Wherever a line in the records below contains "second", copy that line.

Saved data entries
○ ○ ○ ○ ○ ○ ○

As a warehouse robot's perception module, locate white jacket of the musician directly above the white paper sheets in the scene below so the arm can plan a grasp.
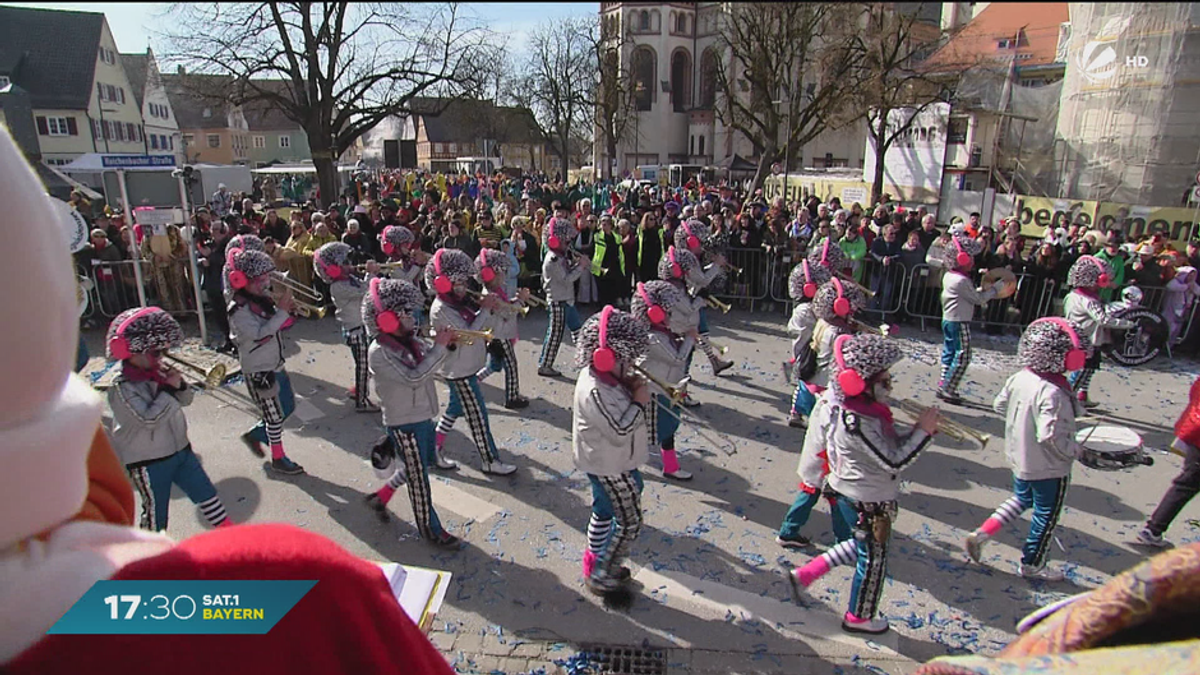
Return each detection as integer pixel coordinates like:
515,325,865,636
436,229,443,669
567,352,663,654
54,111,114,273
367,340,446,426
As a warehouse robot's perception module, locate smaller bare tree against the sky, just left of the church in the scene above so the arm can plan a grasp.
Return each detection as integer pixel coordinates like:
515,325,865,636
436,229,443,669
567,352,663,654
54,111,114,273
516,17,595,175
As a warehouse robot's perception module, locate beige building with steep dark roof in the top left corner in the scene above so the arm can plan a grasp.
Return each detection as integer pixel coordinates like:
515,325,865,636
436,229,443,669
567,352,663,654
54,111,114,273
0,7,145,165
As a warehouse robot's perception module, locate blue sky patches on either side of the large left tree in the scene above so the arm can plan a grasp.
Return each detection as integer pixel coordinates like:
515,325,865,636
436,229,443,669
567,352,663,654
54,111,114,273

○ ○ ○ ○ ○ ○ ○

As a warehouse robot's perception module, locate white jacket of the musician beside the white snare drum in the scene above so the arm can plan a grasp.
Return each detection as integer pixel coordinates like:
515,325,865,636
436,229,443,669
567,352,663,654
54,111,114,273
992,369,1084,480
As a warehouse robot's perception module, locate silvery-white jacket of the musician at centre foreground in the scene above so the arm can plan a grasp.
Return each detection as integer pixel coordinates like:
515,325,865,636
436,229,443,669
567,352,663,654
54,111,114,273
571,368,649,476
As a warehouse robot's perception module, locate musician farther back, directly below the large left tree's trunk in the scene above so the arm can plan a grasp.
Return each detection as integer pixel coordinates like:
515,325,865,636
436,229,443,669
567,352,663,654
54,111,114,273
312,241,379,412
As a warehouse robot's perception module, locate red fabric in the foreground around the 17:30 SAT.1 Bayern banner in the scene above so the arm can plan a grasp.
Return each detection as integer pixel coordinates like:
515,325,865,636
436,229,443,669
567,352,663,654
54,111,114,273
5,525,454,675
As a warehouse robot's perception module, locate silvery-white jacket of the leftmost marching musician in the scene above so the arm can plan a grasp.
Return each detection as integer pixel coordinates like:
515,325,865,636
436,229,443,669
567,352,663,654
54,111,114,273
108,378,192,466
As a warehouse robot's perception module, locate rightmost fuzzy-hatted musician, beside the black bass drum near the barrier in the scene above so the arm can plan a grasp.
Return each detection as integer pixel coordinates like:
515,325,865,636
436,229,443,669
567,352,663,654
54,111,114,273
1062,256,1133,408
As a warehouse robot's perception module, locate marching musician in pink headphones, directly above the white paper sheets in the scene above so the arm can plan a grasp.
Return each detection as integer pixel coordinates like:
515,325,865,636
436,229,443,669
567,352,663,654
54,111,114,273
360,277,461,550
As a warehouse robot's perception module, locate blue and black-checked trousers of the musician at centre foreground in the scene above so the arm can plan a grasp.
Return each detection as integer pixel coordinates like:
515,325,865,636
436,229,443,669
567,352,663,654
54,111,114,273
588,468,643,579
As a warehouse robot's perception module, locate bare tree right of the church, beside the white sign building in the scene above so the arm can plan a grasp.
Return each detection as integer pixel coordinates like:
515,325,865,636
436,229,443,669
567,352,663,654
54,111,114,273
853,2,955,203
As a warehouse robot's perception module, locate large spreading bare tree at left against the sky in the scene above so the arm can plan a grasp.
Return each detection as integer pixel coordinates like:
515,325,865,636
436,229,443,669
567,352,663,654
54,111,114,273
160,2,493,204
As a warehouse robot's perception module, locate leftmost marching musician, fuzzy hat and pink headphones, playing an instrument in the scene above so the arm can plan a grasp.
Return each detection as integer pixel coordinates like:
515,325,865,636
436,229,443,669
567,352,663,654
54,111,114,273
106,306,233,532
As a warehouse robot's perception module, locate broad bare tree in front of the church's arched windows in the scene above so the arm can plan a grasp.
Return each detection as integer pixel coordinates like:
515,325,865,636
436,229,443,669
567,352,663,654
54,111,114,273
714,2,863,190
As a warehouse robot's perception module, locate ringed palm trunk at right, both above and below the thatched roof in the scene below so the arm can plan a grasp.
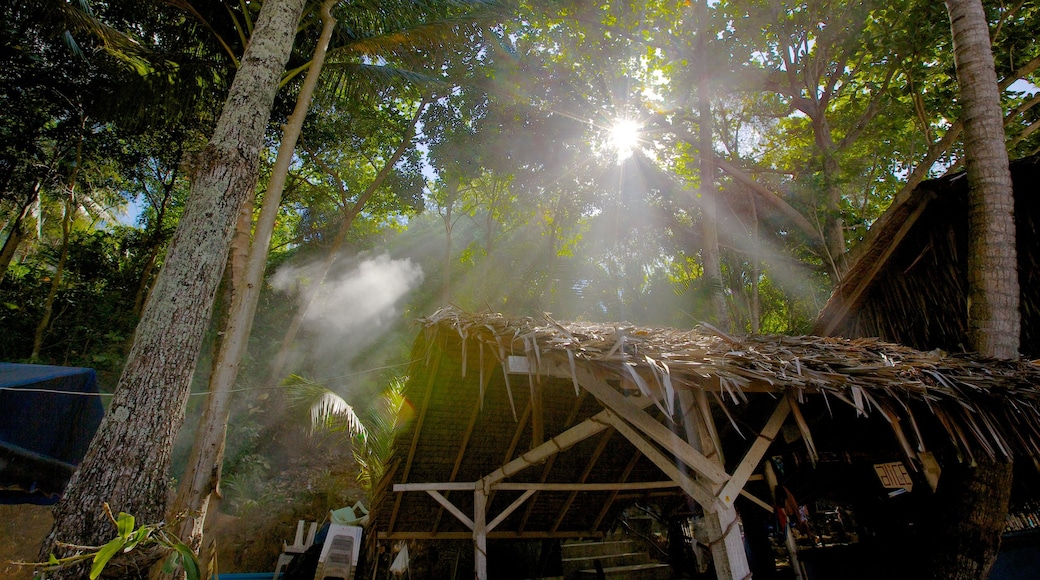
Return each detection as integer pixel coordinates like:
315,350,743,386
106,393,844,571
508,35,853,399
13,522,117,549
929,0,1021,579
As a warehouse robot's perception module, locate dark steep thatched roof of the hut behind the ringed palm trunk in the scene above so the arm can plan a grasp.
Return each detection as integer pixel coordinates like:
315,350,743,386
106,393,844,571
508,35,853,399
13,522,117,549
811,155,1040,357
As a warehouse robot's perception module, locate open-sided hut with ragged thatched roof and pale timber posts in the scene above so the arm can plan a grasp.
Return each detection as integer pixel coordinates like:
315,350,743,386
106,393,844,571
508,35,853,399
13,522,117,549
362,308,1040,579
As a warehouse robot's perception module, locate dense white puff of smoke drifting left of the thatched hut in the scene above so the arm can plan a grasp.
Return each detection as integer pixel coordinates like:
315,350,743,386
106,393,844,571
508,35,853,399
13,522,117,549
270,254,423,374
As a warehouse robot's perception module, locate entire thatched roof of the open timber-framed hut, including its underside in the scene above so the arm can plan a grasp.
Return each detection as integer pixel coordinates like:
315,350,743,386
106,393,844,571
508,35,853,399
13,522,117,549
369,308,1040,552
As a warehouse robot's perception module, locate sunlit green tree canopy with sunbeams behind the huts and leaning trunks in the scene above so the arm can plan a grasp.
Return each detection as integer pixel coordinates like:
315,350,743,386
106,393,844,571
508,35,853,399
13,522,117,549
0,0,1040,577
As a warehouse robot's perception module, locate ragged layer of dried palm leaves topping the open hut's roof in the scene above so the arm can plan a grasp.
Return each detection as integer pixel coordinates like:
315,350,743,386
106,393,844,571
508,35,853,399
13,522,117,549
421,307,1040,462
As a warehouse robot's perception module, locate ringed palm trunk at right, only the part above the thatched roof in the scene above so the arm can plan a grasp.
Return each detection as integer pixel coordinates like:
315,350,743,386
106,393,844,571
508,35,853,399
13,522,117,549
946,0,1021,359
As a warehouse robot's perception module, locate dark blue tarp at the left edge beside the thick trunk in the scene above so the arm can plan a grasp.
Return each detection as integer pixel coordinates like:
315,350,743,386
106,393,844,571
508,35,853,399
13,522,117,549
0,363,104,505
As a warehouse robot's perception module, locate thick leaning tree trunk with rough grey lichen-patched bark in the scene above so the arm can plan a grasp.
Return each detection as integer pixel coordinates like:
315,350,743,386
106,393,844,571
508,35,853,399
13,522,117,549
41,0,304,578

○ ○ ○ ○ ○ ○ ○

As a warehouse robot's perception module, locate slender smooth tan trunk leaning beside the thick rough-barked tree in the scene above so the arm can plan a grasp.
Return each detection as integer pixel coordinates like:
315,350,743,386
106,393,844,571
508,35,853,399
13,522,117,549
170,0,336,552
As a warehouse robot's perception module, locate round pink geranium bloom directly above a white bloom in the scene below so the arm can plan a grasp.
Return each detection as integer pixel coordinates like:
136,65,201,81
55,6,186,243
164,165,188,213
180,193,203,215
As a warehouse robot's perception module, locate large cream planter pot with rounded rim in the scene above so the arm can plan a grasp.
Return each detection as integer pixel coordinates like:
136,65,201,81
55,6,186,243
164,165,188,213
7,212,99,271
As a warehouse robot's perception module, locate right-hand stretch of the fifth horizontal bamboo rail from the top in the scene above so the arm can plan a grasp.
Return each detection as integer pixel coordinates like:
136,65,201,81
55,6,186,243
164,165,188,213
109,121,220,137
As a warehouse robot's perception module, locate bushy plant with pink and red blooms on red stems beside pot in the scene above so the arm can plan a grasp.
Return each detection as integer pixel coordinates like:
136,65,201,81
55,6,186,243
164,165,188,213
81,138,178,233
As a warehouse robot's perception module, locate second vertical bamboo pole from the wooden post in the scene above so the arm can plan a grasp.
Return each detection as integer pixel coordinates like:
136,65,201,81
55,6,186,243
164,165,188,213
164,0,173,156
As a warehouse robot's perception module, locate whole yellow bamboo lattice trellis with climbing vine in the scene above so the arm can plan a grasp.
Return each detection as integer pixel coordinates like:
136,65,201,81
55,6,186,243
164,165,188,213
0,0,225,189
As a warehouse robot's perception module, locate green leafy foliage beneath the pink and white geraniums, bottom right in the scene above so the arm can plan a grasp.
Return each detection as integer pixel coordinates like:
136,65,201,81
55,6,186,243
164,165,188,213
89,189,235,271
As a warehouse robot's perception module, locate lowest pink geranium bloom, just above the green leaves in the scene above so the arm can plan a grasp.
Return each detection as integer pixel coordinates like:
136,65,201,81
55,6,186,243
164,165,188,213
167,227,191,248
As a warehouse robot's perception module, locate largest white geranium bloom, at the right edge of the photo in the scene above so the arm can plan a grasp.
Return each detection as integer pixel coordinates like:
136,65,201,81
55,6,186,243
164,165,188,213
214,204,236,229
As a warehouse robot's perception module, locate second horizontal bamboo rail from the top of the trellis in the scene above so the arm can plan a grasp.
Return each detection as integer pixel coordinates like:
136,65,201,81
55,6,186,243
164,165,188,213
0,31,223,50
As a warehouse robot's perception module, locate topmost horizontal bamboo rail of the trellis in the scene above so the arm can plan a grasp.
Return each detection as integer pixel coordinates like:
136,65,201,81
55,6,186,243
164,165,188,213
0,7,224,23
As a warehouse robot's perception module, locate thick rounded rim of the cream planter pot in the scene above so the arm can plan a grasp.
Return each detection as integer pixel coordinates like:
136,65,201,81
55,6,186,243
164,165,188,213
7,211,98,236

○ ○ ○ ○ ○ ○ ○

Output for this task:
As a warehouse robot's perception module, locate second vertical bamboo pole from the wooden post in the scene above so the arm can plan a grasp.
As a warehouse robot's perception module, locate second horizontal bamboo rail from the top of the trellis in the scene above so the arm can plan a grasp.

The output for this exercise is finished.